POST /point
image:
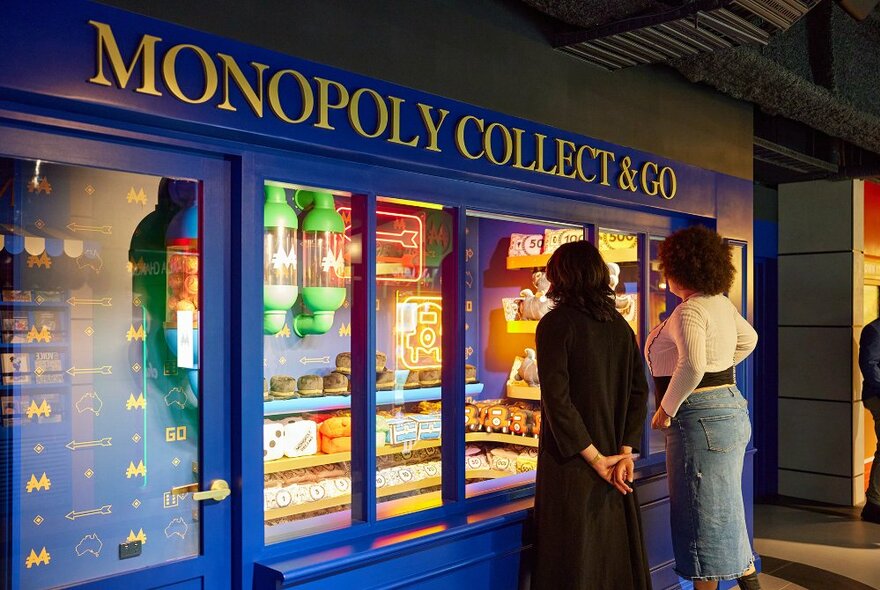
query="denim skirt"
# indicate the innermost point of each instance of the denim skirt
(705, 448)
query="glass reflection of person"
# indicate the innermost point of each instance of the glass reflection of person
(692, 356)
(869, 363)
(593, 401)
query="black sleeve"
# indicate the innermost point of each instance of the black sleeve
(553, 340)
(637, 404)
(869, 356)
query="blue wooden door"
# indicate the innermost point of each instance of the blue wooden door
(113, 354)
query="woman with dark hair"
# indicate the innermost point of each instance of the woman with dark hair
(692, 356)
(593, 395)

▸ WHAT IS BEING ASKED: Transcribe the material exactly, and leave out whatever pictures it holds.

▸ ANSWER TO THIS EXERCISE:
POST /point
image:
query="denim skirt"
# indicate the innermost point of each instance of the denim skirt
(705, 448)
query="glass reflection of person"
# indicate the innermost point of each instance of the glass reflection of person
(692, 356)
(869, 363)
(593, 401)
query="black sleeve"
# indicate the innermost point of each instance of the black sleeve
(553, 340)
(637, 404)
(869, 356)
query="blue wooden door"
# indicate the innermost point of each instance of the blue wooden door
(113, 354)
query="woman with dark hair"
# indicate the innermost point of each instance of the woman with dark hair
(692, 356)
(593, 395)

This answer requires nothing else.